> **TASK TO COMPLETE**:
Rewrite the data below with every occurrence of "sunlit leaf" changed to "shaded leaf", keeping everything else the same.

> **SUPPLIED DATA**:
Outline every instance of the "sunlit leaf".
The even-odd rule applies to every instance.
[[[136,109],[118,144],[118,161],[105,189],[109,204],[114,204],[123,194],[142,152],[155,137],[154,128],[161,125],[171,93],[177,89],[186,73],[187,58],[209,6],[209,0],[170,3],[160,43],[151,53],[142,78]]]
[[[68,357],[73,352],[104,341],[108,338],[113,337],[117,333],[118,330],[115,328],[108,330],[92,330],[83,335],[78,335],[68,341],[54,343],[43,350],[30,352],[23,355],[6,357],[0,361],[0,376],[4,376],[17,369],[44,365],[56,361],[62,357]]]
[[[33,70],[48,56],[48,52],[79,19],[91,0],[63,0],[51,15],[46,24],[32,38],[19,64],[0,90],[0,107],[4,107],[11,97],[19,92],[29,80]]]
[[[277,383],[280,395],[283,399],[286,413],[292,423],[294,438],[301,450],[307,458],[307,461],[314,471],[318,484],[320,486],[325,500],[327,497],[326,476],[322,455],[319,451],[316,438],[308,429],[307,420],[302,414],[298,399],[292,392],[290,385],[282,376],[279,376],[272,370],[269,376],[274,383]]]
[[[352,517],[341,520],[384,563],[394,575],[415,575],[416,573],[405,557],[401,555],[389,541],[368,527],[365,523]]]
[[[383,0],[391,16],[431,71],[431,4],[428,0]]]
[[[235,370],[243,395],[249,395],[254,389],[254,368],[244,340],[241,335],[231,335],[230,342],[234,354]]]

> **ANSWER TO THIS TASK**:
Outline every instance of the "shaded leaf".
The even-odd rule applies to every instance.
[[[136,109],[118,144],[118,161],[105,189],[109,204],[114,204],[123,194],[142,152],[155,137],[154,128],[161,125],[171,93],[177,89],[186,73],[187,58],[209,6],[209,0],[170,3],[160,43],[151,53],[142,78]]]
[[[68,357],[73,352],[104,341],[108,338],[113,337],[117,333],[118,330],[115,328],[108,330],[92,330],[83,335],[78,335],[68,341],[54,343],[43,350],[30,352],[23,355],[6,357],[0,361],[0,376],[4,376],[17,369],[44,365],[56,361],[62,357]]]
[[[33,70],[48,56],[48,52],[79,19],[91,0],[63,0],[51,15],[46,24],[32,38],[19,64],[0,90],[0,107],[4,107],[11,97],[19,92],[29,80]]]
[[[277,383],[280,395],[283,399],[286,413],[292,423],[294,438],[301,450],[307,458],[307,461],[314,471],[318,484],[320,486],[325,500],[327,497],[326,476],[322,455],[319,451],[316,438],[308,429],[307,420],[302,414],[298,399],[292,392],[290,385],[282,376],[279,376],[272,370],[269,376],[274,383]]]
[[[352,517],[341,520],[384,563],[394,575],[415,575],[416,573],[405,557],[401,555],[389,541],[368,527],[365,523]]]
[[[383,0],[391,16],[431,71],[431,4],[428,0]]]
[[[235,370],[243,395],[249,395],[254,389],[254,368],[244,340],[241,335],[231,335],[230,342],[234,354]]]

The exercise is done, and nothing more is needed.